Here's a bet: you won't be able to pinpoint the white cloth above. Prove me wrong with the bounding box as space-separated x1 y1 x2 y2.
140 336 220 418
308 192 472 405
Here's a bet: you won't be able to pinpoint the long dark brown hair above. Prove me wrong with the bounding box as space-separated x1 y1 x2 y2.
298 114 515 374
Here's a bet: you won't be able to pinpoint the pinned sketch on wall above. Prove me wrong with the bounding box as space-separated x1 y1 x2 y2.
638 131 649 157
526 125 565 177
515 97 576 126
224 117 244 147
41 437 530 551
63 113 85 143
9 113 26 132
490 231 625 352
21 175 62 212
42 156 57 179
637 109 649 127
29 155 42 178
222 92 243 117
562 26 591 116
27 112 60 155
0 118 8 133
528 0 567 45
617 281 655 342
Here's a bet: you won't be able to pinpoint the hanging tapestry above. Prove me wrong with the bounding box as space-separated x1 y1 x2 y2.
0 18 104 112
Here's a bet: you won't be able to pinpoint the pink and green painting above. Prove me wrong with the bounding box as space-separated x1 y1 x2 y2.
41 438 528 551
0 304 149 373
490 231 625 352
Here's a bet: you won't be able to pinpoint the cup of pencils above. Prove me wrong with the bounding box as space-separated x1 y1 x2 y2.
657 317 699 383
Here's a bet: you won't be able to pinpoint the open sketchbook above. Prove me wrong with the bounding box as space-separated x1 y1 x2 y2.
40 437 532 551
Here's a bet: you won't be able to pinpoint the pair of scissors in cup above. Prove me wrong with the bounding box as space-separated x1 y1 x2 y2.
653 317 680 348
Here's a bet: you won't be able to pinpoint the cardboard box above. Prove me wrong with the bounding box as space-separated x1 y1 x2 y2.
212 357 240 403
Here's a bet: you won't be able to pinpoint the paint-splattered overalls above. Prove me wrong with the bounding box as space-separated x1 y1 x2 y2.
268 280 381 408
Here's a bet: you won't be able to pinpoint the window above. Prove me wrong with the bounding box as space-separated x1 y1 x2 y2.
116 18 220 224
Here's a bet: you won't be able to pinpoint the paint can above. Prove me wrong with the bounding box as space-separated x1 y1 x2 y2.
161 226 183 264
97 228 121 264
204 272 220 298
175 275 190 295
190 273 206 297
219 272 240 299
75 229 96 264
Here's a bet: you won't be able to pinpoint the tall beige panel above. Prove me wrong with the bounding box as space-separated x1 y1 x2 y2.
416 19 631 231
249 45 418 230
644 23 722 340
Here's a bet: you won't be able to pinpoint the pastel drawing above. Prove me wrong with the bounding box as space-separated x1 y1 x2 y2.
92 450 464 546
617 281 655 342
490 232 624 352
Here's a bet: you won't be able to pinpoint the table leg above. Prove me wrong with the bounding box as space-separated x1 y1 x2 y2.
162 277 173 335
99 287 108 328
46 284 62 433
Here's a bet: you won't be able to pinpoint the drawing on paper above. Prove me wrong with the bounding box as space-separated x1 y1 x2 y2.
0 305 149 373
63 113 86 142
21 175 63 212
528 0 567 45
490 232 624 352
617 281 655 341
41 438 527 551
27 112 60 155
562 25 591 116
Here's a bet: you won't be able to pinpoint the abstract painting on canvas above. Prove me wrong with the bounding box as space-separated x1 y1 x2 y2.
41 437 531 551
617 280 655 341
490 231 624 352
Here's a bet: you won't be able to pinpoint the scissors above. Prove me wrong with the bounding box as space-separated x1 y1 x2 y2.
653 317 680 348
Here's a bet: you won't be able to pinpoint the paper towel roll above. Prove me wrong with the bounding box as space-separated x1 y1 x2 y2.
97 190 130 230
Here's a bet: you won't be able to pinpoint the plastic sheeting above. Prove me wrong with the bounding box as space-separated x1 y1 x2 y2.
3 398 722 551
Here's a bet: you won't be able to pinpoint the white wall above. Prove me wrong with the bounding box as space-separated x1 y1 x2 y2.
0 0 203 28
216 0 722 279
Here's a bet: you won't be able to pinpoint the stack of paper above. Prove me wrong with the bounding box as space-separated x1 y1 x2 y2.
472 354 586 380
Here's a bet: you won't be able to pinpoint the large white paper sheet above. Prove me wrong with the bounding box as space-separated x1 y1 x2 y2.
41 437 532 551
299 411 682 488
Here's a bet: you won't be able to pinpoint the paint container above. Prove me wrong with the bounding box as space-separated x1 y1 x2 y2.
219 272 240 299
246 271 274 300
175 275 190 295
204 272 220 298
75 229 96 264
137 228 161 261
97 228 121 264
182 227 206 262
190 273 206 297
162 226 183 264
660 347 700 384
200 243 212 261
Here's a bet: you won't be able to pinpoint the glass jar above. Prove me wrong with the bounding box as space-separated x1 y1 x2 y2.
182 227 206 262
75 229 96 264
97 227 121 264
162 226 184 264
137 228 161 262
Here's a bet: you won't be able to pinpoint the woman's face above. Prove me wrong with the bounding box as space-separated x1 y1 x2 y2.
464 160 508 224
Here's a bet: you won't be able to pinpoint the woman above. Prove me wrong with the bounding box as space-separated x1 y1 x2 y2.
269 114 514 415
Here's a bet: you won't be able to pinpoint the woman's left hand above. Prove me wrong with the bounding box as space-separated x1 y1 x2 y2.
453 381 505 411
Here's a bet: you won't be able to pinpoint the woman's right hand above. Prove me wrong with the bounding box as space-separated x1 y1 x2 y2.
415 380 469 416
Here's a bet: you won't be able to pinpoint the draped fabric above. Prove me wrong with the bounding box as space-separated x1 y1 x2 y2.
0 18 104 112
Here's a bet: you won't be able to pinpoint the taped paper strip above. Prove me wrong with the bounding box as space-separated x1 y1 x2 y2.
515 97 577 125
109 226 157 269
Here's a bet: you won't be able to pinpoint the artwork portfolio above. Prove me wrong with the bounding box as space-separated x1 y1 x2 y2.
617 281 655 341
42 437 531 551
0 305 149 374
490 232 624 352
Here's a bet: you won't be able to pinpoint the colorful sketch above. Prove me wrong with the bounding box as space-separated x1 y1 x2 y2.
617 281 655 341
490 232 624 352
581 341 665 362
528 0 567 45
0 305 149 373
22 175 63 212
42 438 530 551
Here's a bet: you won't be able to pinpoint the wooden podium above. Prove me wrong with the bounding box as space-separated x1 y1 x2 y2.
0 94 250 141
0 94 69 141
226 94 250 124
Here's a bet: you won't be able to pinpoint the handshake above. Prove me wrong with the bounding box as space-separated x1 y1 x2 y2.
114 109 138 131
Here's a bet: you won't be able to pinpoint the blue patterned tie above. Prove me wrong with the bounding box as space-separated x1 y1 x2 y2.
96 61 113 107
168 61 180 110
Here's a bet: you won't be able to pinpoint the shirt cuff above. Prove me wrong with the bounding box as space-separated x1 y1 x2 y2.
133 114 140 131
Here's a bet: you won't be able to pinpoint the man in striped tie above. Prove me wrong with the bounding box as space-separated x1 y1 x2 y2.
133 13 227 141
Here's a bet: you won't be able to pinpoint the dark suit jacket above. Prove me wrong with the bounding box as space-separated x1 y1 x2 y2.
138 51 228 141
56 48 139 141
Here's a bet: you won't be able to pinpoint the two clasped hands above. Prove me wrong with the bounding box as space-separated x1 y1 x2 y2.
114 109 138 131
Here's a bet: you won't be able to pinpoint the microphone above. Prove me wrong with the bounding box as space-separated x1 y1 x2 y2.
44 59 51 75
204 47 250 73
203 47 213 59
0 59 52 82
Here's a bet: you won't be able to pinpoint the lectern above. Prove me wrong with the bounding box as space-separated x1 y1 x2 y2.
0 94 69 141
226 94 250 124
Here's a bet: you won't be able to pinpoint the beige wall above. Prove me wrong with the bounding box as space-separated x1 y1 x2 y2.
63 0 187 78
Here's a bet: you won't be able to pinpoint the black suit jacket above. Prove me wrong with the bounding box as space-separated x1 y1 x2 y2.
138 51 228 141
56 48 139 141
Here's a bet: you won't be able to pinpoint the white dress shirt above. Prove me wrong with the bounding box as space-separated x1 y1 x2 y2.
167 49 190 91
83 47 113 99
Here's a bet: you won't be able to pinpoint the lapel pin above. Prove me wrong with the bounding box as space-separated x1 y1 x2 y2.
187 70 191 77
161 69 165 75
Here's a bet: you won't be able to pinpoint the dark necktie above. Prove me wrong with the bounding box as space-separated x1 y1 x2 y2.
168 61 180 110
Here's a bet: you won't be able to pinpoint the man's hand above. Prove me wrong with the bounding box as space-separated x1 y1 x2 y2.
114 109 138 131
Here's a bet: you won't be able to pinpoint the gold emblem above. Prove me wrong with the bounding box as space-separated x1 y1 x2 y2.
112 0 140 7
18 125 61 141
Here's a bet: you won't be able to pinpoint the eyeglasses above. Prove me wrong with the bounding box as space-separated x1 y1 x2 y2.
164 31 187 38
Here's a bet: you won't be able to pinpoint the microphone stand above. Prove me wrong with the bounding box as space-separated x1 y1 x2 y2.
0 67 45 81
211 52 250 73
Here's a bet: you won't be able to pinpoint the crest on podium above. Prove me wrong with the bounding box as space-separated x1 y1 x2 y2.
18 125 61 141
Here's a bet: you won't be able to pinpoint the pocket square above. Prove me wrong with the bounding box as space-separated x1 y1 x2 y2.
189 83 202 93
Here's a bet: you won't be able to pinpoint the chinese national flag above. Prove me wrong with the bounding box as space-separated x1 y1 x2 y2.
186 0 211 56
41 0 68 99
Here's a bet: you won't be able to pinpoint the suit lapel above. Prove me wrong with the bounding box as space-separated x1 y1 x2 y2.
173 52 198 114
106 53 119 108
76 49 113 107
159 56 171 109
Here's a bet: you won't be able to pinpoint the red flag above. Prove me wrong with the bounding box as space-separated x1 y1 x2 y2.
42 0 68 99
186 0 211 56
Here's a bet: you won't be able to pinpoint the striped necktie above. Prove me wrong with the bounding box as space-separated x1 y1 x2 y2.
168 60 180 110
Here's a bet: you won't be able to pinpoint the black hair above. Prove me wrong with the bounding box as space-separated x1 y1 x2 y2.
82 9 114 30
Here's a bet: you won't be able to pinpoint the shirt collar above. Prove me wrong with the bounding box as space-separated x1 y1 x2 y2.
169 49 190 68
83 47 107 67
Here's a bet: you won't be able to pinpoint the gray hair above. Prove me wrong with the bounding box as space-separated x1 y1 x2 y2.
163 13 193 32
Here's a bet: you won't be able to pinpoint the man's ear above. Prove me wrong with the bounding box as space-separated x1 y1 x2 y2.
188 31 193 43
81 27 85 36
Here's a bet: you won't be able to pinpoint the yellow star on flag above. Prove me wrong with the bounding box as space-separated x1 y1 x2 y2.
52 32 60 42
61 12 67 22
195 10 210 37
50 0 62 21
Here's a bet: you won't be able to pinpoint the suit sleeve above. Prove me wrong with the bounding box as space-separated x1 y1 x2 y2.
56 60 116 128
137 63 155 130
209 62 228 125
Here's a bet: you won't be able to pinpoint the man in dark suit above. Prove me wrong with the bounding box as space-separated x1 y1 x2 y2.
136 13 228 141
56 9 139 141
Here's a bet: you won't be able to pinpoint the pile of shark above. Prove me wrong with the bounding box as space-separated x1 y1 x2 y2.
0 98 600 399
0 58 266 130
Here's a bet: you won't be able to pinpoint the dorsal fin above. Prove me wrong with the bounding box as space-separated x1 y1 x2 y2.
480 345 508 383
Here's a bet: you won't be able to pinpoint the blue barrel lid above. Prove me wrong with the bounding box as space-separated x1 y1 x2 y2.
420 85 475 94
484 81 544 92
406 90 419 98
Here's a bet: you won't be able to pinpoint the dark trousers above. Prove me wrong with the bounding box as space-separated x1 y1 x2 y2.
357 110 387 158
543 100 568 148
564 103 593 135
_ _ _ _
**Instructions for the task**: Only the lines from the one with "Here's a bet: you won't be able to pinpoint the striped" through the final line above belong in the answer, each retyped exactly.

**Result of this exercise**:
Here's a bet: you won't be able to pinpoint the striped necktie above. Prove me wrong with the bounding box as space-separated x1 y1 x2 y2.
168 60 180 110
Here's a bet: you won't be able to pinpoint the black hair above. Prove me wrong with the bounding box as space-separated x1 y1 x2 y2.
82 9 114 30
Here's a bet: you won't be able to pinpoint the shirt collar above. Prove me wrong with the bounding box as space-separated x1 y1 x2 y2.
169 49 190 68
83 47 107 67
Here's a bet: you won't be able to pinpoint the gray hair above. Prove me wrong with the bounding box as space-separated x1 y1 x2 y2.
163 13 193 32
Here's a bet: you won't be able to pinpoint the man's ear above. Prove me wrong with the bounding box as space-separated x1 y1 x2 y2.
188 31 193 43
81 27 85 36
Here's a bet: you won't be able to pinpoint the yellow star on flag above. Prove me wrong with the bounding box as space-separated x1 y1 x2 y2.
52 32 60 42
61 12 67 22
195 10 210 37
50 0 62 21
Here's a bet: you won't be able to pinpoint the suit sleeve above. Prove me wrong with the bounding box as space-separated x1 y1 x2 y2.
56 60 116 128
137 63 155 130
209 62 228 125
Here's a bet: you won't be able to pinpoint the man in dark suit above. Prove me wrong with the bounding box as space-separated x1 y1 x2 y2.
136 13 228 141
56 9 139 141
Here's a bet: you won't be able to pinpoint the pile of shark above. Prove me wrong with the bounding box as space-separated x1 y1 x2 y2.
0 98 600 399
0 58 266 130
Here's a bet: you won't be able to pinpoint the dorsal fin above. Prove me wrong with the bounding box as space-separated x1 y1 x2 y2.
480 345 508 383
Here's a bet: you won't be able to pinpoint the blue barrel lid above. Prove me wrong with the bounding box as space-separated x1 y1 x2 y2.
420 85 475 94
484 81 544 92
406 90 419 98
Here's a bet: you won't be able to pinpoint the dark trousers above. Prove me wrong with the bounding box as space-separated x1 y1 x2 y2.
357 110 387 158
543 100 568 148
564 103 593 135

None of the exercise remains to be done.